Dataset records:
┄┄┄┄┄┄┄┄┄┄

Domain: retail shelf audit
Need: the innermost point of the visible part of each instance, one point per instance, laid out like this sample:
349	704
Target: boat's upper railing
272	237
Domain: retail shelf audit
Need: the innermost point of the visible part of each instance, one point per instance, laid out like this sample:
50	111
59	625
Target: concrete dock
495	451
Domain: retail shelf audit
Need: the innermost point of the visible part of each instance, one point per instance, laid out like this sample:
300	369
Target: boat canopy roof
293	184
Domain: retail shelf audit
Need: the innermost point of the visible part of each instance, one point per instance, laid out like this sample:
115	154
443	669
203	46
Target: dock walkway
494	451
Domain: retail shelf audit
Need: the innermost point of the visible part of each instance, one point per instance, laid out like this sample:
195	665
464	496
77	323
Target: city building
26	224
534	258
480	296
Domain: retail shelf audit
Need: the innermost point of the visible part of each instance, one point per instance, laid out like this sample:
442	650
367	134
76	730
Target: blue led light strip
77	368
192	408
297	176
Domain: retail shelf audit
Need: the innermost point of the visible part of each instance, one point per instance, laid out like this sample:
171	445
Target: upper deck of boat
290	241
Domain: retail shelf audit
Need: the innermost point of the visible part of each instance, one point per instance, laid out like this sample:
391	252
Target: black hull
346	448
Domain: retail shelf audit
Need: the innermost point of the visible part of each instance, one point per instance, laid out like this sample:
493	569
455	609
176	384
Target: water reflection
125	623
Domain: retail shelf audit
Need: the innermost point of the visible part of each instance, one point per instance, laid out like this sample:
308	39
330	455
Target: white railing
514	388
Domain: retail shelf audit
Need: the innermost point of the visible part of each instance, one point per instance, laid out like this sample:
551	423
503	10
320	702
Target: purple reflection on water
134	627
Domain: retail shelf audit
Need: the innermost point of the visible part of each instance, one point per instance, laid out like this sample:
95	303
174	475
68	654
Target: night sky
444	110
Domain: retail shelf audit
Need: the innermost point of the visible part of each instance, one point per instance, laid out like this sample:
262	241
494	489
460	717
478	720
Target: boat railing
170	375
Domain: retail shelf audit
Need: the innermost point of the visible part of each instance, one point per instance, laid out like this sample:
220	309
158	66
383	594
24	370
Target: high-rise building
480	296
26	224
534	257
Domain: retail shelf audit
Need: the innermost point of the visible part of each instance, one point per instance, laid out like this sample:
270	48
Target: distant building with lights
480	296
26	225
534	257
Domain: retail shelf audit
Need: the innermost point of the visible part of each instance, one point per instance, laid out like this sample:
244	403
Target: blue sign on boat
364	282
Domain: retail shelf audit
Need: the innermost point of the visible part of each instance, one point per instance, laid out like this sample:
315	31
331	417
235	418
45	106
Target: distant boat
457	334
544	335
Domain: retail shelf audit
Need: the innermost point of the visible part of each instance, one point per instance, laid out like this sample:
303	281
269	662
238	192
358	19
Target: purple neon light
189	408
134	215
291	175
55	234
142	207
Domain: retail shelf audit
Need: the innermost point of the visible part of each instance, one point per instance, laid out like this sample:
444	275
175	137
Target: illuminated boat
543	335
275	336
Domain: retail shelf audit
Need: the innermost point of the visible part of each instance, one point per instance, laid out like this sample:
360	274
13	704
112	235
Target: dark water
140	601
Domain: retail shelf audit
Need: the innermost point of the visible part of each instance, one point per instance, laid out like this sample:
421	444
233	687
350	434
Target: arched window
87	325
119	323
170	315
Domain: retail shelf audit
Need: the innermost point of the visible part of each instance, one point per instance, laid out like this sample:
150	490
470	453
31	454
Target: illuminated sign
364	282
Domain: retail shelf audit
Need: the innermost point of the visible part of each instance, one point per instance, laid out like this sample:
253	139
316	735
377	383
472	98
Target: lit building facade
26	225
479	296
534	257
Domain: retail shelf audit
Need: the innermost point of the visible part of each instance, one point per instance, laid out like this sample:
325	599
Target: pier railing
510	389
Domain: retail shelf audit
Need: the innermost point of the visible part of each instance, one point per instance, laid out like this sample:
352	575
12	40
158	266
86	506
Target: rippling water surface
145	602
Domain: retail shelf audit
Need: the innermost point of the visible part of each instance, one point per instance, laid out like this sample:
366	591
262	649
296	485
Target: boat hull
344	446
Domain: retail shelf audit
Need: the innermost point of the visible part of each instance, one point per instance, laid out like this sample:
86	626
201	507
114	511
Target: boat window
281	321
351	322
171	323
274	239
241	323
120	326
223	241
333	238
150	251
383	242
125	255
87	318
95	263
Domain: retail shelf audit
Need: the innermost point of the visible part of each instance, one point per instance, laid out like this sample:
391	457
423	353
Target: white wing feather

┄┄┄┄┄┄┄┄┄┄

▸ Work instructions
Reproduce each record exactly as written above.

▸ Task response
Domain: retail shelf audit
Need: the innermost point of the visible part of each instance, one point per instance, laid out like this sample:
349	704
Target: boat's upper railing
272	237
Domain: retail shelf audit
Need: the innermost point of the visible part of each instance, one point per instance, laid out like this sample:
50	111
59	625
Target: concrete dock
495	451
Domain: retail shelf audit
Need: the innermost point of the visible part of each instance, one point per instance, laid out like this sample:
300	369
Target: boat canopy roof
293	184
Domain: retail shelf audit
Need: the innermost point of the visible part of each instance, one point per instance, laid out like this sample:
115	154
443	669
203	46
Target: dock walkway
494	451
Domain: retail shelf audit
Need: the innermost point of the visible part of each instance, one point per instance, laid out like this sample:
195	665
464	496
77	323
Target: city building
26	224
534	258
480	296
Domain: retail shelf audit
Need: the innermost point of the visible part of each instance, one point per instance, laid out like this sample:
442	650
367	134
76	730
Target: blue led light strip
77	368
192	408
297	176
Domain: retail shelf audit
Need: the innermost point of the visible part of each instance, one point per instance, laid out like this sample:
171	445
Target: upper deck of boat
290	241
Domain: retail shelf audit
Need: the innermost point of the visible part of each instance, one point per instance, laid out like this sample:
391	252
Target: black hull
346	448
Domain: retail shelf audit
Need: the innermost point of the visible part of each instance, one point per instance, laid out like this sample:
493	569
455	609
176	384
Target: water reflection
125	623
Domain: retail shelf audit
Need: the innermost point of the visible part of each instance, one point per instance, laid out like this sample:
308	39
330	455
Target: white railing
514	388
Domain: retail shelf audit
Need: the innermost point of the visible part of each instance, one point per instance, laid out like this sample:
551	423
503	10
320	702
Target: purple reflection on water
134	627
Domain: retail shelf audit
Need: the innermost point of the visible part of each instance, one point per instance, laid out like this sample:
95	303
174	475
68	654
Target: night sky
444	110
Domain: retail shelf audit
Need: the innermost point of the visible part of each instance, one point per instance, laid out like this sample:
262	241
494	489
460	717
478	720
Target: boat railing
170	375
Domain: retail shelf audit
Need: the innermost point of the visible part of each instance, one point per instance, laid out like this sample:
220	309
158	66
383	594
24	370
Target: high-rise building
480	296
26	224
534	257
Domain: retail shelf audit
Need: the innermost point of the visible part of each instance, one point per instance, laid out like this sample:
270	48
Target: distant building with lights
480	296
26	225
534	257
Domain: retail shelf audit
Need: the innermost point of the visible part of each instance, one point per instance, laid out like this sample:
244	403
Target: blue sign on boat
364	282
Domain: retail shelf audit
Need: the innermost point of the visible part of each instance, one point per instance, laid out like this sample:
315	31
331	417
235	418
45	106
Target: distant boat
457	334
544	335
Domain: retail shelf audit
Need: the innermost point of the visible part of each instance, one point per instance, laid out like this sample:
303	281
269	662
238	192
358	19
Target: purple neon light
189	408
134	215
291	175
55	234
142	207
Domain: retail shelf audit
Need: the innermost point of the visible part of each instance, one point per instance, laid out like this sample:
444	275
175	137
Target: illuminated boat
543	335
275	336
Domain: retail shelf audit
Need: the innermost point of the visible part of each instance, one point per instance, laid out like this sample:
360	274
13	704
112	235
Target: dark water
140	601
Domain: retail shelf audit
Need: the innermost point of the visible part of each instance, one point per instance, laid out like this sample:
421	444
233	687
350	434
Target: arched window
87	325
119	323
170	315
Domain: retail shelf audit
Need: the innermost point of the visible part of each instance, one point per instance, laid out like this sample:
150	490
470	453
31	454
Target: illuminated sign
364	282
Domain: retail shelf audit
Need: the innermost point of the visible part of each instance, one point per instance, laid out like this sample:
253	139
316	735
377	383
472	98
Target: lit building facade
26	225
479	296
534	257
Domain: retail shelf audit
Need: the innermost point of the visible part of each instance, one point per instance, laid out like this sample:
325	599
Target: pier railing
510	389
Domain: retail shelf audit
Need: the innermost point of the visible part of each instance, one point per instance, laid out like this sample:
352	575
12	40
158	266
86	506
Target: rippling water surface
145	602
Domain: retail shelf audit
Need: the innermost point of the visible part of each instance, one point per instance, laid out like this sample:
366	591
262	649
296	485
Target: boat hull
344	446
Domain: retail shelf audit
Need: the innermost point of the visible part of each instance, one point per instance, laid out like this sample:
86	626
201	507
114	511
Target: boat window
281	321
351	322
171	323
274	239
241	323
120	326
223	241
333	238
150	251
383	242
125	255
87	318
95	263
Domain: retail shelf audit
Need: the innermost point of the visible part of each instance, one point per instance, laid out like this sample:
391	457
423	353
Target: white wing feather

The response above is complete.